● Task requirements
Repeat each line word for word.

** BEGIN Dataset extract **

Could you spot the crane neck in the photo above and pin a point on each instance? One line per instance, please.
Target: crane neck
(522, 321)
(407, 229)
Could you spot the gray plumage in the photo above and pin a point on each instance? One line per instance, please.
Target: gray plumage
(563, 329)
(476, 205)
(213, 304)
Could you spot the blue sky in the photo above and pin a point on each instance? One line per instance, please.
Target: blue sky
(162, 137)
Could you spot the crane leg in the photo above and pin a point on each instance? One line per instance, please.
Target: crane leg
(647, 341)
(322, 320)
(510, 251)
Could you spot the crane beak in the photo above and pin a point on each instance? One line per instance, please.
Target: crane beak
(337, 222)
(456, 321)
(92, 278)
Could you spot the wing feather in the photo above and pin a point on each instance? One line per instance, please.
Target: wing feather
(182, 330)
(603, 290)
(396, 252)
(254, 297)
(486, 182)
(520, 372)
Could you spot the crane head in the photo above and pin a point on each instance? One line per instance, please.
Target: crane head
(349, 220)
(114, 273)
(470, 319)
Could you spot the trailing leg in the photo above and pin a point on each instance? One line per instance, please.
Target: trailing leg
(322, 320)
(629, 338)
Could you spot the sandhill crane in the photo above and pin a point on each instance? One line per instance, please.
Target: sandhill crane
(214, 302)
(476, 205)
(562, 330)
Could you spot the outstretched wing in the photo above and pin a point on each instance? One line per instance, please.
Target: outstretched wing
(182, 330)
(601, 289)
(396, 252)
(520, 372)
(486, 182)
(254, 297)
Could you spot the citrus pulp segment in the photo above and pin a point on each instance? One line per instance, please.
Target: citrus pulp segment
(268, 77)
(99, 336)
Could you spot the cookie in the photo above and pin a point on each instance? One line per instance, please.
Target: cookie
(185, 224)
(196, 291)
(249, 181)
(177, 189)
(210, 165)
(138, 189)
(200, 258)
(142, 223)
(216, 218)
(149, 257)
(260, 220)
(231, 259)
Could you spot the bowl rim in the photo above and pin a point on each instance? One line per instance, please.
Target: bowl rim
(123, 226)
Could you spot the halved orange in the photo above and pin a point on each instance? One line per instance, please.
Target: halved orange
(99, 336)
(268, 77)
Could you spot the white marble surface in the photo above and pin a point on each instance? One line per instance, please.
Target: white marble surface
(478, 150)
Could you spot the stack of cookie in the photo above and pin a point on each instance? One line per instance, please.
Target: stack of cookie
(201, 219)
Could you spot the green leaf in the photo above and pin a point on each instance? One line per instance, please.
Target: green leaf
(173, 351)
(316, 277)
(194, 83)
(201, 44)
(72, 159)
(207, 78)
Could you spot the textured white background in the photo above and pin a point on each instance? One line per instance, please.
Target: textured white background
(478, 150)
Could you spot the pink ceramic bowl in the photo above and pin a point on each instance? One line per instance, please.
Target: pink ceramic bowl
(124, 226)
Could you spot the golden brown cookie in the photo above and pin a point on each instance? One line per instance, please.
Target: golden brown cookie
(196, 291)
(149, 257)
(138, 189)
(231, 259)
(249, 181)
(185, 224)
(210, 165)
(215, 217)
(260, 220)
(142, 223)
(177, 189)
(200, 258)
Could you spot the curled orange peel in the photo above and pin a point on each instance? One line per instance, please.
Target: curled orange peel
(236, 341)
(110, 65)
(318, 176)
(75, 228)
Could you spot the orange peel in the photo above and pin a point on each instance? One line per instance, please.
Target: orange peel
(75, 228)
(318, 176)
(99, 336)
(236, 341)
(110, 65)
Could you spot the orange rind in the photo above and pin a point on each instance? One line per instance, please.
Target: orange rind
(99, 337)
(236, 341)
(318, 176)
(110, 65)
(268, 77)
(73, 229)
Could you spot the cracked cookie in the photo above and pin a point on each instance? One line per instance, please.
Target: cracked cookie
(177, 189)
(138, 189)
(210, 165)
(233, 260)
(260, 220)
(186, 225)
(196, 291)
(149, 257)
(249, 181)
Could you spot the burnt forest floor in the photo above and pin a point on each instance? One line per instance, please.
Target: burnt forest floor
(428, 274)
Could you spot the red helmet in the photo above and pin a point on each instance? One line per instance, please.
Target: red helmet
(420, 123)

** END Dataset extract **

● Written answer
Could you spot the crane neck in the photo above and pin a point on each instance? One line per instance, please.
Target: crane neck
(522, 321)
(407, 229)
Could you spot the gray plumage in the photo above and pin a point on each instance? One line per instance, please.
Target: gray plumage
(563, 329)
(476, 205)
(213, 304)
Could you spot the blue sky in the photo above and pin a point on each instance? One line per instance, please.
Target: blue sky
(162, 137)
Could you spot the crane leg in the photo above and pin a point on each instance? One line per instance, please.
Target: crane leg
(647, 341)
(322, 320)
(510, 251)
Could you spot the crane beak in the photo above and pin a point on each instance? One line per instance, please.
Target: crane beak
(337, 222)
(456, 321)
(92, 278)
Could you spot the wing feather in the photo above and pin a point on each instance? One line per instance, please.
Target: wing feather
(182, 330)
(603, 290)
(396, 252)
(254, 297)
(486, 182)
(520, 372)
Could you spot the crane head in the photo above and pin a point on each instance? One line per instance, please.
Target: crane head
(349, 220)
(114, 273)
(470, 319)
Could you spot the trailing leg in the photo above and pin a point on each instance? One line per instance, please.
Target: trailing leg
(322, 320)
(629, 338)
Could you spot the sandhill crane in the photo above and pin a point on each instance? One line per instance, please.
Target: sandhill crane
(214, 302)
(476, 205)
(562, 330)
Could you spot the outstretched wing in the photo above and pin a point on each instance? One line per instance, please.
Target: outstretched wing
(182, 330)
(601, 289)
(396, 252)
(520, 372)
(486, 182)
(254, 297)
Could you spot the citrus pulp segment in the photo above and pin a point on each instance? One line per instance, please.
Target: citrus pulp segment
(268, 77)
(99, 336)
Could you spot the cookie in the photo above and pin a point on each instance? One line per instance, please.
Target: cookie
(185, 224)
(196, 291)
(249, 181)
(177, 189)
(210, 165)
(138, 189)
(200, 258)
(142, 223)
(216, 218)
(149, 257)
(260, 220)
(231, 259)
Could you spot the bowl rim in the photo above and pin a point on each instance? One line per instance, please.
Target: bowl rim
(123, 226)
Could you spot the halved orange in the photo above and pin a point on each instance? One line per instance, please.
Target: halved orange
(99, 336)
(268, 77)
Could you spot the white marble surface in the photo above and pin a point on each instance? One line per instance, please.
Target: white marble surface
(478, 150)
Could you spot the stack of cookie in the photo above and pin a point on each instance? One line per instance, please.
Target: stack of cookie
(201, 219)
Could you spot the green leaf in the photo above and pin a point on each instance? One line per instance, please.
Target: green leaf
(173, 351)
(316, 277)
(194, 83)
(201, 44)
(72, 159)
(207, 78)
Could you spot the textured white background in the photo above and pin a point on each instance? One line per instance, please.
Target: textured white background
(478, 150)
Could you spot the pink ceramic bowl in the photo above and pin a point on each instance? One line per instance, please.
Target: pink ceramic bowl
(124, 226)
Could you spot the golden brown cookie in the photo above and pin a point on each instance? One line per instance, please.
Target: golden brown cookie
(196, 291)
(149, 257)
(138, 189)
(231, 259)
(249, 181)
(185, 224)
(210, 165)
(215, 217)
(260, 220)
(142, 223)
(177, 189)
(200, 258)
Could you spot the curled orange peel in the photo above and pin a point on each instance? One line per instance, please.
Target: curled orange peel
(236, 341)
(110, 65)
(318, 176)
(75, 228)
Could you spot the orange peel in the photo above and pin a point on each instance? One line per instance, please.
Target: orange peel
(75, 228)
(318, 176)
(99, 336)
(236, 341)
(110, 65)
Could you spot the orange rind in the photo above and pin a point on each instance? One line per instance, please.
Target: orange rind
(99, 337)
(236, 341)
(318, 176)
(110, 65)
(268, 77)
(73, 229)
Could you spot the cracked cookie in the photo above and pin a point on each instance? One line per instance, please.
Target: cracked cookie
(177, 189)
(138, 189)
(210, 165)
(233, 260)
(260, 220)
(186, 225)
(196, 291)
(149, 257)
(249, 181)
Could you spot the burnt forest floor in the photo above and pin a point on each instance? One line per instance, please.
Target: burnt forest floor
(428, 274)
Could you spot the red helmet in the photo above and pin a point on each instance? One line per instance, please.
Target: red helmet
(420, 123)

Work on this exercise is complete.